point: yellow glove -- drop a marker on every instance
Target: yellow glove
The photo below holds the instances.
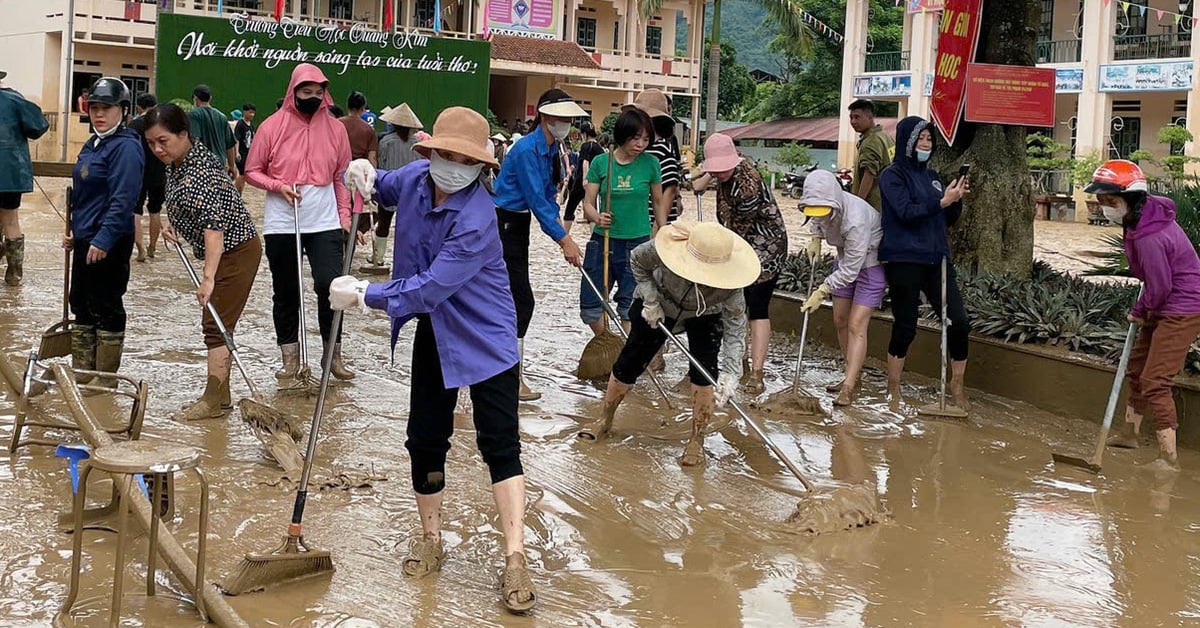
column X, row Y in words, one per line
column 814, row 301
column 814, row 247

--------------------

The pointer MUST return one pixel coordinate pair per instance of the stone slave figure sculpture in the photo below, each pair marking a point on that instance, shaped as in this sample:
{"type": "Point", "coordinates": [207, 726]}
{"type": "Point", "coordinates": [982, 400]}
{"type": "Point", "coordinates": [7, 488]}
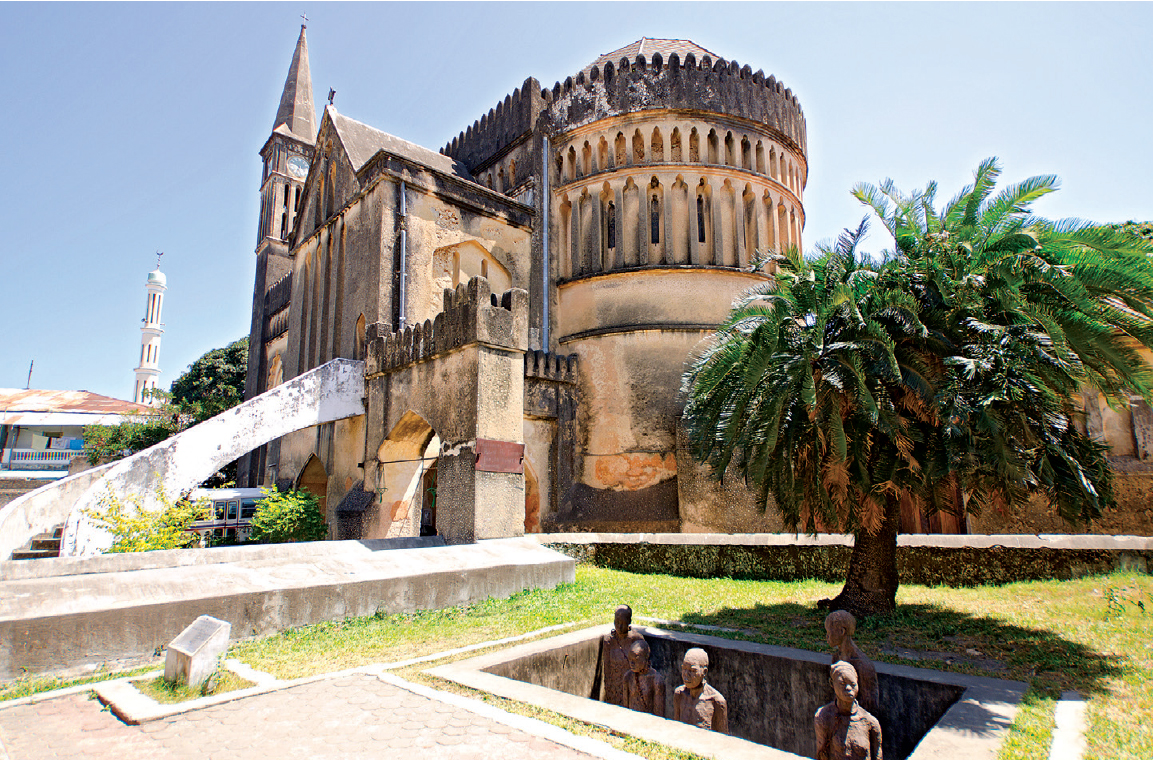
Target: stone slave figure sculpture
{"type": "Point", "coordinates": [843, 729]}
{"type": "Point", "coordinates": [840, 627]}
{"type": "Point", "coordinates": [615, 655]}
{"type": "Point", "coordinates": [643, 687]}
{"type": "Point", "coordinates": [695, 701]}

--------------------

# AIM OF THE TASK:
Quote the lines starting at the one containing "point: yellow glove" and ending at the one containing "column 814, row 247", both included, leaving out the picture.

# THE REPLY:
point: yellow glove -- drop a marker on every instance
Target: yellow glove
The photo below holds the instances.
column X, row Y in words, one per line
column 814, row 301
column 814, row 247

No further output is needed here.